My school textbook has a section on differential equations. One of the tricks used is the following-
$$\frac{dx}{dy}=\frac{x}{y}\implies\frac{dx}{x}=\frac{dy}{y} $$ Integration is then duly carried out.Sparation of the variables leaves an impression on me that somehow, $dy$ is "dividing" $dx$. Whereas,when I studied the definition of the derivative, it was like $$f'(x)=\lim_{h\rightarrow 0}\frac{f(x+h)-f(x)}{h}.$$
I am not convinced how the so-called separation of variables is legal .Does it follow from the definition of the derivative ? Can anyone guide me to a proof?
 A: Here is a rough explanation: It follows because the derivative is a limit of a quotient of small values that, in fact, may be separated.  That is, think of 
$$\frac{dx}{dy}=\frac{x}{y}\implies\frac{\Delta x}{x} \approx \frac{\Delta y}{y}$$
Now imagine the act of integrating both sides in the latter equation as actually being one of summing both sides over all values of $x$ and $y$ in a given interval.  This sum, as it turns out, will become a Riemann sum in the limit of extremely small steps $\Delta x$ and $\Delta y$, which of course leads to our integrals which we got from separation of variables.
A: There's a notion called a "differential form". If $x$ and $y$ are functionally dependent and differentiable, then it turns out that the differential forms $dx$ and $dy$ are (more or less) multiples of each other, and the ratio happens to be $$ dx = \frac{dx}{dy} dy$$ This fact isn't really just cancelling the numerator and denominator.
Before I learned differential forms, I imagined a term "$dz$" as being a derivative with respect to some variable I hadn't decided yet. So I had interpreted the equation above as really meaning
$$ \frac{dx}{du} = \frac{dx}{dy} \frac{dy}{du} $$
where I hadn't really decided what variable I wanted to use for $u$.

SUPPLIED RECORDS
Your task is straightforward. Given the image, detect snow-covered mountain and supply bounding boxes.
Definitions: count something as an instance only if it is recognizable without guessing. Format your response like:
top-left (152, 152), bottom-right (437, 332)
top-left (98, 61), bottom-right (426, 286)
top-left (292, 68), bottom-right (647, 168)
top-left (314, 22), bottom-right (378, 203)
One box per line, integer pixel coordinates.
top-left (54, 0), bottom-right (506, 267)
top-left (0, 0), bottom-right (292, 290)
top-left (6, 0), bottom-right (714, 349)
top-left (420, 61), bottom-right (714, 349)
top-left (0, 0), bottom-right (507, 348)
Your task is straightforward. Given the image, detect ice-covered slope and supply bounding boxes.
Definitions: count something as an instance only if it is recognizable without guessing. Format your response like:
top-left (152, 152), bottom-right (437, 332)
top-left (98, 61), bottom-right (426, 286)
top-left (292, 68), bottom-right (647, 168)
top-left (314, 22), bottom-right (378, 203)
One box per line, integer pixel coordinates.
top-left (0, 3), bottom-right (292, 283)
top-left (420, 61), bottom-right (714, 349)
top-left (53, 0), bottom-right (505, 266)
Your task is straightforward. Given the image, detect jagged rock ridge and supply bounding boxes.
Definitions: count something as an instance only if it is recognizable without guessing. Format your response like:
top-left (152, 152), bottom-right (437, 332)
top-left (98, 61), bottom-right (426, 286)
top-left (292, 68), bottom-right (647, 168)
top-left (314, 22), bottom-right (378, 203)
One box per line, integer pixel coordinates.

WHAT YOU WILL DO
In the thread on separation of variables, rewrite the paragraph that begins "Now imagine the act of integrating" more briefly, keeping its main facts.

FULL SOLUTION
Integrating both sides of the approximate equation can be seen as summing both sides over all values of x and y in an interval. As the steps Δx and Δy become extremely small, this sum becomes a Riemann sum, which gives the same integrals that separation of variables produces.